→ Extracted text:
Tamara Alejandra Ramírez Ramírez (born 4 January 1991) is a Chilean politician who currently serves as a member of the Chamber of Deputies of Chile.

Ramírez previously ran as candidate for deputy and for the Constitutional Council under the Party of the People, building her profile as a grassroots organizer in the 9th District area of Conchalí, Huechuraba, Renca, among others.

In the 2025 parliamentary election, Ramírez was elected deputy for the 9th District under the Party of the People. She received approximately 23,671 votes (4.66% of the district total) and secured a seat in the Chamber of Deputies for the term-starting March 2026.

== Early life and family ==
Ramírez was born in Santiago on 4 January 1991. She is the daughter of Gabriela Ramírez Quijada. She is married and the mother of two daughters.

She studied Business administration. Since July 2019 she has worked at Principal Compañía de Seguros de Vida S.A., in the customer service area.

== Political career ==
She is a member of the Party of the People.

In the 2021 parliamentary elections she ran as a candidate for the Chamber of Deputies representing the 13th District of the Santiago Metropolitan Region as a candidate of the Party of the People, but was not elected. She obtained 5,019 votes, equivalent to 2.10% of the valid votes cast.

→ Instructions to follow: Go on with the biography of Tamara Ramírez from where it stops. The saved entries have nothing to do with this.

(Saved entries)
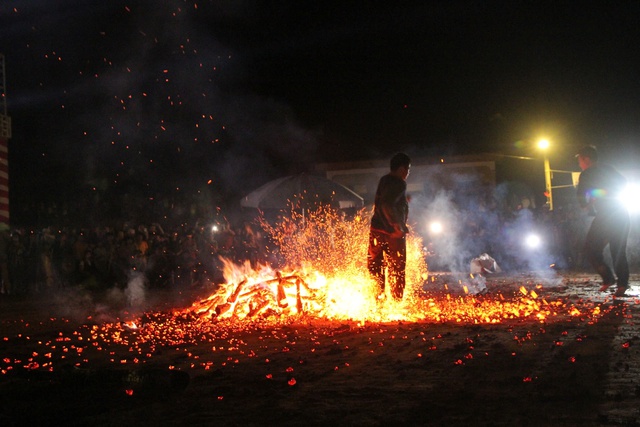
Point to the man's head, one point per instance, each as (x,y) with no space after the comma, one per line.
(400,165)
(587,155)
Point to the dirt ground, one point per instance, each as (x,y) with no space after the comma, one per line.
(57,368)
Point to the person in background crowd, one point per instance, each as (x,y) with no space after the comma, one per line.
(387,236)
(599,190)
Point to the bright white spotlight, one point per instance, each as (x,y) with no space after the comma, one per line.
(631,198)
(533,241)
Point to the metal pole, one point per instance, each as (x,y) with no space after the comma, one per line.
(547,181)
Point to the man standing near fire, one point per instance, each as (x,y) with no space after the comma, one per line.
(599,190)
(387,236)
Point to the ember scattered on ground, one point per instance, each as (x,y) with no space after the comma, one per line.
(74,360)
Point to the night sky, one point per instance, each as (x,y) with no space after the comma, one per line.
(152,97)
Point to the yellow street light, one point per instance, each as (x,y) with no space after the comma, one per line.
(544,144)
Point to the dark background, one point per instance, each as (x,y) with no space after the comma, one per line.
(210,99)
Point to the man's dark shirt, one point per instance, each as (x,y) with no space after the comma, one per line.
(391,208)
(601,185)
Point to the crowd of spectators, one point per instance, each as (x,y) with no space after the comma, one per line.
(35,260)
(107,256)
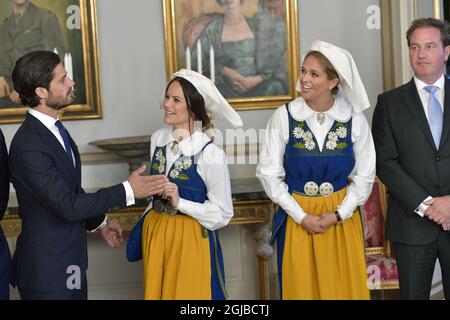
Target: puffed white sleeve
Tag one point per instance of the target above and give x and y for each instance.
(152, 151)
(363, 174)
(270, 170)
(217, 211)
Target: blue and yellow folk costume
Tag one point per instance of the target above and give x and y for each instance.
(182, 259)
(315, 162)
(319, 266)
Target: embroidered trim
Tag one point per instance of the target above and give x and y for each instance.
(178, 167)
(300, 134)
(334, 137)
(159, 166)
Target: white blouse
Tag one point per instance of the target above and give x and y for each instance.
(270, 170)
(217, 211)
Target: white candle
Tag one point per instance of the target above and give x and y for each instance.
(212, 66)
(188, 58)
(199, 57)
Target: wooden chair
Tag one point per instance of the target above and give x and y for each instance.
(378, 250)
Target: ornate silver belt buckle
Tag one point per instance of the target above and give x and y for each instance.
(326, 189)
(171, 210)
(311, 188)
(158, 206)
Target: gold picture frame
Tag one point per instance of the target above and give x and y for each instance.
(189, 22)
(71, 28)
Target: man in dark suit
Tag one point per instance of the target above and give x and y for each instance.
(50, 260)
(411, 130)
(5, 258)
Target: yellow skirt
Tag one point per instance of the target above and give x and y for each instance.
(330, 265)
(176, 258)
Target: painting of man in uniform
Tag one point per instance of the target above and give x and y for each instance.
(34, 25)
(239, 44)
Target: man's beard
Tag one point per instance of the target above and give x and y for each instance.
(59, 104)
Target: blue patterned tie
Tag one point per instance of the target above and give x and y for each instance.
(435, 115)
(65, 136)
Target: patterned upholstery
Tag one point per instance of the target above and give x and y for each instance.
(378, 253)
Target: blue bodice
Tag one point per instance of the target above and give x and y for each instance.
(304, 162)
(183, 173)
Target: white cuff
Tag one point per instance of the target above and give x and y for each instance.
(422, 208)
(129, 193)
(101, 226)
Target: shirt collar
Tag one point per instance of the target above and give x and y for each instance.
(340, 111)
(420, 85)
(46, 120)
(189, 146)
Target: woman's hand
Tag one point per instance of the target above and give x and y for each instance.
(312, 224)
(171, 193)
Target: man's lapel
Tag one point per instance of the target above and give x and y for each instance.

→ Reply:
In the elections for members of the Constitutional Council held in May 2023, she ran as a candidate for the 7th Senatorial Circumscription of Santiago representing the Party of the People, but was not elected. She obtained 33,008 votes.

In the parliamentary elections of 16 November 2025 she ran for the Chamber of Deputies representing the 9th District of the Santiago Metropolitan Region (Cerro Navia, Conchalí, Huechuraba, Independencia, Lo Prado, Quinta Normal, Recoleta and Renca) as a candidate of the Party of the People. She was elected with 23,790 votes, equivalent to 4.66% of the valid votes cast, for the 2026–2030 legislative period.

In December 2025 she was elected deputy caucus leader of the Party of the People in the Chamber of Deputies, participating in the coordination and political leadership of the party's parliamentary caucus during the legislative period.